Job: Would you retype all of these records exactly?

Input material:
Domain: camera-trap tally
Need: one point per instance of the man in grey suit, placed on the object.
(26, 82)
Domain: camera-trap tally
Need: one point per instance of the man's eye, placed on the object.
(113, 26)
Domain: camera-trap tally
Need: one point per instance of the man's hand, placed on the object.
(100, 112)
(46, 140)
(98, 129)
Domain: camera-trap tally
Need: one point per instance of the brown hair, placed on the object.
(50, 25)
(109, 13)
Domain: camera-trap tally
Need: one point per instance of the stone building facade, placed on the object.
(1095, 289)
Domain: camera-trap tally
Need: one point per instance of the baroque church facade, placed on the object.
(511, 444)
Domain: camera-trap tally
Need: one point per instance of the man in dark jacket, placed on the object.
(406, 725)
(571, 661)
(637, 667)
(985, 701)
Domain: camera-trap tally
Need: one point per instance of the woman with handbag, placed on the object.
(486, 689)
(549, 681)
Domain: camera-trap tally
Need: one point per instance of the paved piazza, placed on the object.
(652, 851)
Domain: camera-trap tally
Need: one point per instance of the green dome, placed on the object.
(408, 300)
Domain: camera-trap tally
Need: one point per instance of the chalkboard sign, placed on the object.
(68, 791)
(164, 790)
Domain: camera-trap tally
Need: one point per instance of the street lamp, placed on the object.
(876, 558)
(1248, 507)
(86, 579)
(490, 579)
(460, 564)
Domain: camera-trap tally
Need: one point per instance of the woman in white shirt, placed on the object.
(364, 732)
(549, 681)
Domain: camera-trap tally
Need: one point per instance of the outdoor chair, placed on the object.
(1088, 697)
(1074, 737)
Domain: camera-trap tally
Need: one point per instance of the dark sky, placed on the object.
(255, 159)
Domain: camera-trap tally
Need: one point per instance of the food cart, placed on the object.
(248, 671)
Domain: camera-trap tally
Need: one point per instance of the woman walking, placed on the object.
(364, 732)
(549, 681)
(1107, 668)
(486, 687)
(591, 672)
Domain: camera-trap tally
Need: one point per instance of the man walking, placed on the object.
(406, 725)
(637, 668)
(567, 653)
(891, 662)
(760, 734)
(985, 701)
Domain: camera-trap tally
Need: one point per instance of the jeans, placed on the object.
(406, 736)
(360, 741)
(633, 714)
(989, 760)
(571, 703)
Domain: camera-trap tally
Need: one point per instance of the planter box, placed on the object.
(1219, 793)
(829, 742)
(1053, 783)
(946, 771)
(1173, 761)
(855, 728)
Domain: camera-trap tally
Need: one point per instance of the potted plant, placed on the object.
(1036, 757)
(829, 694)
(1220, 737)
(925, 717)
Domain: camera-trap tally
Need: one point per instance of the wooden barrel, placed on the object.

Exercise answer:
Domain: camera-trap tally
Need: one point per instance of the man in grey suit, placed on the object.
(26, 82)
Domain: camera-trap tally
Need: one point per instance of the man's eye, placed on the object.
(113, 26)
Domain: camera-trap tally
Need: one point per instance of the man's hand, placed on the object.
(100, 112)
(46, 140)
(98, 129)
Domain: camera-trap tally
Need: one point per instance of the brown hair, placed on the object.
(50, 25)
(109, 13)
Domain: camera-trap tally
Need: one point per instance of the stone building facade, placed on the object.
(1095, 289)
Domain: camera-trap tally
Need: one point per instance of the baroque church facade, placed on the object.
(511, 444)
Domain: camera-trap tally
Need: one point per instance of the man in dark jacket, placed on the object.
(406, 725)
(571, 661)
(637, 667)
(985, 701)
Domain: camera-trap tally
Need: one point per instance of the woman with handbag, placed on the object.
(486, 689)
(549, 681)
Domain: camera-trap tally
Need: one point per instance of the paved piazza, placed on the object.
(652, 851)
Domain: camera-trap tally
Need: one point per instance of the green dome, placed on the object.
(408, 300)
Domain: camera-trap tally
Need: one point per instance of the chalkboard sign, placed on the object.
(68, 791)
(164, 790)
Domain: camera-trap tally
Need: one point per instance of the street lamp, placed on the object.
(876, 558)
(1248, 507)
(86, 579)
(490, 579)
(460, 564)
Domain: camera-trap tally
Need: one point per instance of the woman in white shirt, placed on the object.
(364, 732)
(549, 681)
Domain: camera-trap tally
Need: one point per instance of the outdoor chair, placed on the object.
(1088, 697)
(1074, 737)
Domain: camera-trap tally
Need: one point per instance of the dark sky, placed on the object.
(255, 159)
Domain: camera-trap tally
Need: one point per instance of the food cart, placed on the object.
(248, 671)
Domain: camera-trap tally
Need: one point per instance of the woman walking, placed on the object.
(364, 732)
(549, 681)
(1107, 668)
(486, 687)
(591, 672)
Domain: camera-trap tally
Need: one point per instance of the man walking, placed on the object.
(406, 725)
(637, 668)
(567, 653)
(891, 662)
(760, 734)
(985, 701)
Domain: camera-trap tally
Need: one point per instance of the jeans, placed on the object.
(406, 736)
(360, 741)
(633, 714)
(989, 760)
(571, 703)
Domain: camera-trap tally
Need: one point per instance of the planter box, placed on the object.
(1219, 793)
(829, 742)
(1053, 783)
(946, 771)
(1173, 761)
(855, 728)
Domain: camera-trap tally
Need: one point per instance of the potted plant, placed on the object.
(1036, 757)
(829, 694)
(1220, 737)
(925, 717)
Domain: camera-trap tally
Need: one point per instance of the wooden barrel, placed on the object.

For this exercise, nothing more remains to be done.